TESTO ESTRATTO ▸
____
Intervista impossibile a Federico Caffè

| 13 Aprile 2013 | Comments (0)

 

 

 

Il 15  aprile 1987 Federico Caffè fa perdere ogni sua traccia. A ventisei anni dalla sua scomparsa gli alunni della Prima C dell’indirizzo Economico dell’Istituto d’Istruzione Superiore FEDERICO CAFFE’ di Roma hanno realizzato questa intervista impossibile in cui sono stati aiutati da Massimo Tegolini, ex docente e attualmente referente della biblioteca della biblioteca dell’Istituto. Questa intervista immaginaria è stata pubblicata  il 13 aprile 2013 da Rosaria di Girolamo nel sito http://strateghiardigi.worldpress.com. ricordarlo pubblichiamo anche un intervento di Gian Carlo Zanon pubblicato il 29 gennaio 2013 in www.igiornielenotti.it in relazione alla ristampa del libro di Bruno Amoroso, Federico Caffè. Le riflessioni della stanza rossa (Castelvecchi editore)

 

1, Intervista impossibile a Federico Caffé


D. Buongiorno professor Caffé, posso farle qualche domanda?

R.Si, certo

 

D. Per cominciare ci vuole parlare delle sue origini?

R. Sono nato a Pescara il 6 gennaio del 1914. Provengo da una famiglia umile di contadini abruzzesi. Mia madre ha sempre lavorato duramente per mantenermi agli studi, pensate che è arrivata addirittura a vendere un pezzetto di terra per poter sostenere le spese per l’Università a Roma. Le sarò sempre grato per questa scelta coraggiosa e per aver sempre creduto in me.

 

D.In che cosa si è laureato e quali sono state le sue prime esperienze professionali?

R.Mi sono laureato nel 1936 in Scienze economiche e commerciali all’Università di Roma. In quella stessa Università ho svolto il ruolo di assistente e, successivamente, ho lavorato per la Banca d’Italia e ho collaborato con diverse case editrici.

 

D.Lei ha dedicato la sua vita all’insegnamento, che cosa ricorda del suo rapporto con gli studenti?

R.Alcuni dei miei allievi, come Mario Draghi, Ignazio Visco e Giuseppe Ciccarone, hanno raggiunto posizioni di rilievo. Penso di essere stato un maestro severo, esigente, ma sempre attento a non forzare le inclinazioni dei singoli e sempre pronto ad incuriosirmi alle proproste dei miei allievi. Ho cercato di insegnare alle giovani generazioni che il compito dell’intellettuale quello di rimanere fedele al dubbio sistematico come appropriato antidoto alla riaffermazione intransigente di cui spesso si finisce di essere prigionieri.

 

D.Quale dovrebbe essere, a suo parere, la vera funzione dell’economia?

R.Un’economia che ignora l’idea stessa di solidarietà non costruisce nulla, o meglio, genera mostri. Ritengo che l’interesse per lo studio dell’economia consista nella speranza che la povertà e l’ignoranza possano essere gradualmente eliminate.
____
DATI DI LAVORO ▸

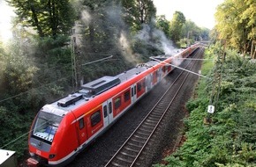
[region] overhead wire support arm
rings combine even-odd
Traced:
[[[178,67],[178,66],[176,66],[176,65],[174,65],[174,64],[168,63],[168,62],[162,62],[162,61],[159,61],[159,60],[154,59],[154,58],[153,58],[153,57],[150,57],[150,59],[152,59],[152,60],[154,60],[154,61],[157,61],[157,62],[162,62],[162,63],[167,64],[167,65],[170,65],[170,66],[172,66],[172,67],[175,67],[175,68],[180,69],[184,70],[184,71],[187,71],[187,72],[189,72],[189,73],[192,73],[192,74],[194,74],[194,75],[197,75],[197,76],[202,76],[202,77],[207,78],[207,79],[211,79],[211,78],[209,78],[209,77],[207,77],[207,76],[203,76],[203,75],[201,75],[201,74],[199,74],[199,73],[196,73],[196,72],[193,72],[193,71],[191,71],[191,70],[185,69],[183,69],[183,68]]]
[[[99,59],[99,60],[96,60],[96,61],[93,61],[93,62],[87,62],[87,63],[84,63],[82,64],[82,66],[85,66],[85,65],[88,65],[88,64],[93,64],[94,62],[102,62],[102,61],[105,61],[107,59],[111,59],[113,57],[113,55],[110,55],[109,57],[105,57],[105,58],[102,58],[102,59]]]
____
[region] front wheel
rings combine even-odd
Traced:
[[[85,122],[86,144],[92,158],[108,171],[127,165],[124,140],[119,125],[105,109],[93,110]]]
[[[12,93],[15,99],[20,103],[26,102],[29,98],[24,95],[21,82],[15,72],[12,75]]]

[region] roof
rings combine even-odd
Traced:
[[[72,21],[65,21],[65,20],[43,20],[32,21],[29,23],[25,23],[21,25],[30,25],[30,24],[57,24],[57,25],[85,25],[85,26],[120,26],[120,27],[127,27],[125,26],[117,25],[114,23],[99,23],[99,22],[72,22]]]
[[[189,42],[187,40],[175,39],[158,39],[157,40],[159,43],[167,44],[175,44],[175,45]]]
____
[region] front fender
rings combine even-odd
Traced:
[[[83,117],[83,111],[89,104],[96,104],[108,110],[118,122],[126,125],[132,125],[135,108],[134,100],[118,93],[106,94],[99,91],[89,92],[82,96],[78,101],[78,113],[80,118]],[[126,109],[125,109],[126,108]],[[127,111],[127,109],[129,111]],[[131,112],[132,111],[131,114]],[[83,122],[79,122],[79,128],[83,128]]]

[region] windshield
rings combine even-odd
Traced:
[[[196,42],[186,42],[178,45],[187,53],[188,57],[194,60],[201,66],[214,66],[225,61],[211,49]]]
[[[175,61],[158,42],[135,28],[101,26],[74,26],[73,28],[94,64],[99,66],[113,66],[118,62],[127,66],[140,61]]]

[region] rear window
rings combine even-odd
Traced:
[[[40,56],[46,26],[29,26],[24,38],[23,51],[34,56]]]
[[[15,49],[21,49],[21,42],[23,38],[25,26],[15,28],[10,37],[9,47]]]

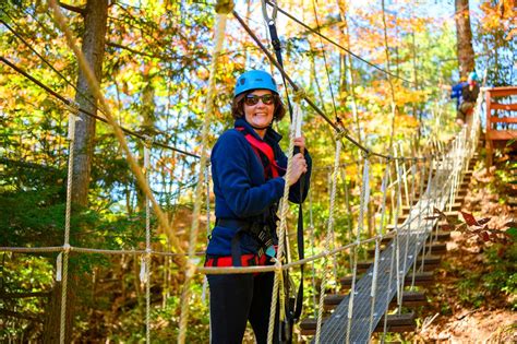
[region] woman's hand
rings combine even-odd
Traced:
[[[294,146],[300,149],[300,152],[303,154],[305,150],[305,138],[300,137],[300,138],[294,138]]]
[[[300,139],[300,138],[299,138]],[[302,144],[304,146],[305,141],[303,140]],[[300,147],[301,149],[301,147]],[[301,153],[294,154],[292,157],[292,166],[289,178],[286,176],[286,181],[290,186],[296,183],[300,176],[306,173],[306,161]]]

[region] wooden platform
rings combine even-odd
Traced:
____
ISTRUZIONI ▸
a – Quali righe delle voci contengono la stringa "front"? Selezionale tutte e riportale, distinguendo tra maiuscole e minuscole.
b – Come prosegue l'intervista impossibile a Federico Caffè? Estendila a partire dall'ultima risposta riportata.

RISULTATI ATTESI ▸
a –
[region] front wheel
[region] front fender

b –
D.Dunque lei è per un’economia dal volto umano?

R. Si, l’economia ha il dovere di risolvere la vita dei più deboli favorendo l’assottigliamento delle disuguaglianze e promuovendo l’occupazione. Nessun male sociale può superare la frustrazione e la disgregazione che la disoccupazione arreca alle collettività umane.

 

D.Cosa pensa dell’attuale situazione di crisi dell’Italia e dell’Europa e come ritiene possa essere risolta?

R.Siamo in una situazione molto faticosa, se tutto andrà bene impiegheremo buona parte di questo decennio per creare delle basi solide di una nuova economia. Nell’immediato bisogna fare i conti con le situazioni di disagio sociale che non possono più essere ignorate e che richiedono interventi pubblici soprattutto nell’istruzione e nella sanità nonché incentivi all’occupazione.

 

D.Dunque lei è fortemente critico nei confronti del pensiero liberista imperante?

R.Il mercato è una creazione umana pertanto l’intervento pubblico ne è una componente necessaria e non un elemento di per sé distorsivo e vessatorio. Non si può non prendere atto di questo recente riflusso neo libertista ma è difficile individuarvi un approccio intellettuale innovatore.

 

D.Passiamo al privato. Come è diventata la sua vita dopo aver lasciato l’insegnamento?

R.Ero molto disorientato. Prima trascorrevo tutte le mie giornate all’Università con i miei allievi e poi mi sono improvvisamente ritrovato solo, senza sapere come impiegare il mio tempo. Non riuscivo più a scrivere, avevo amnesie sempre più frequenti. Lei deve sapere che io non sono un uomo, sono una testa, se quella arruginisce di me non resta più niente.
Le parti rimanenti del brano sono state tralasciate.